PAGE

------

I believe you “dyslexified” the T and the R. The T is right there at the end of the slang word everyone is so studiously avoiding…
Now I cannot speak to the benefits of a single vs. multiple ROYs, so I will leave that to you ladies π
I did, Bd, thank you – yes, it is Roy.
Based on my friend’s son, one is more than enough so the singular is appropriate; that still doesn’t explain why those letters would be missing.
/crap theory
My kitten’s name is Roy, and I don’t know if I could handle BOTH of my feet getting being attacked at the same time…
OMG, EB – I had a cat named Roy, too! He is one of my favorite felines of all time, and that is saying something because I love me some kittehs. Alas, he has crossed the rainbow bridge, but I hope your Roy is as delightful as mine was.
My Roy is pretty fun–his best friends are the other cat and my one-year-old. He’s also one of those hear-the-purr-across-the-room cats. He’s also, however, a murderer of toes and yoga mats, and got VERY interested in the icing flowers I was making last night -_- We named him after the holographic spy-fly from Star Trek :-p
Way back in the days when I was a young pup in Northern Indiana, I worked at a diner that posted the day’s specials on one of those signs with the big magnetic letters. Mysteriously, the letter “R” would migrate to a different position on the days we served “Breaded Clams”.
Haha! Beaded clarms…
*blink* Apparently I don’t get it…
EB: *Ahem & whispering*::
Bearded Clams
Shhh!
*think think think*
*lightbulb*
OOOoooohhhh….
Thanks for spelling that out for me, Mudsy :-p
Oh, no problem. There are days when I consider it my job to point out all the pronesque references at YSaC.
I hope you noticed that Mindfield was NO help at all.

------

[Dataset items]

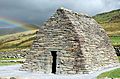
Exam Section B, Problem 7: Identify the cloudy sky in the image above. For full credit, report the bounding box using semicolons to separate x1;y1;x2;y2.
0;0;120;24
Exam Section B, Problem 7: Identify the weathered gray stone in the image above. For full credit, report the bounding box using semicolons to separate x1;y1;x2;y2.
21;8;118;74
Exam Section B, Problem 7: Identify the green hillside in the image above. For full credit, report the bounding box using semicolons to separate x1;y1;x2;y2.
0;10;120;51
93;9;120;36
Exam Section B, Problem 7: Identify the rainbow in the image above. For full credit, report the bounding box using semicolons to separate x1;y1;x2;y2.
0;17;35;30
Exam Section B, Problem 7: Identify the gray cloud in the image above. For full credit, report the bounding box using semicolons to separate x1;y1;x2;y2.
0;0;120;24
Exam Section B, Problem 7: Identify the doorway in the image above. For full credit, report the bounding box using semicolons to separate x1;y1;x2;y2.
51;51;57;74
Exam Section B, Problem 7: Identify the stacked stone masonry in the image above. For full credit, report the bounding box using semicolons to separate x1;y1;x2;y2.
21;8;118;74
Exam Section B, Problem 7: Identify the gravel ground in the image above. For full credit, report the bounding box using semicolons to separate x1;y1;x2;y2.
0;65;120;79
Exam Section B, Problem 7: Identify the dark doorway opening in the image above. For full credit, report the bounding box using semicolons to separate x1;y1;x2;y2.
51;51;57;74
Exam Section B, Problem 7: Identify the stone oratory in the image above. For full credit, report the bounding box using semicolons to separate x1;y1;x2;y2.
21;8;118;74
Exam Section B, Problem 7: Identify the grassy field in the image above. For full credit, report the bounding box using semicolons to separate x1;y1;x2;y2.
97;56;120;79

------

SHORT EXERCISE
Please write what comes next in the comment thread about cats named Roy and the diner sign, picking up after its final comment. These records have no connection to the text.

WRITTEN REPLY
I really dig those…
And you have the boots and shovel to prove it Hammy!
Well, there are days when I consider it my job to deliberately obfuscate thinly veiled pronesque references for no better reason than that it pleases my inner nerd. Also, I like coining neologisms that nobody will ever use again, because then I can say that I’m the only one who ever said that to people who wouldn’t know or care what I’m talking about. It also helps distract from the disturbing mental imagery of my earlier obscure reference to a missing quotation mark.
But I LOVE beaded clarms!
I hear that’s all you can get down in the Gulf anymore. Unfortunately, they don’t do tartar sauce any justice but are to die for with pearl onions and a spritz of lemon.
According to the Urban Dictionary, “bearded clams” are also referred to as “bearded tacos”.
That’s no help – the bearded Taco is unavailable for two weeks – he said so just a couple days ago.
**blinks**
Well, Bacontini apparently is my spooning partner, and he may have taken my beard-growing tips home to Taco…
Harhar.
Also, those bearded clams are my pets, guys! Geeze! What did you think I was keeping in the beard of mystery?
He’s unbearded in his two f/b photos <G>
“The Unctuous 12” for J.K. Rowlings follow up to HP.
Why is the N shinnier than the rest of the letters?
T-shirt alone time.
That would be aloNe time.
There was a show on Adult Swim a few years ago that had the letter N getting into some seriously adult situations. Could be she’s been boozing it up and sleeping around with the letter S again.
“N” probably has had its face replaced. Or was from a different part of the building.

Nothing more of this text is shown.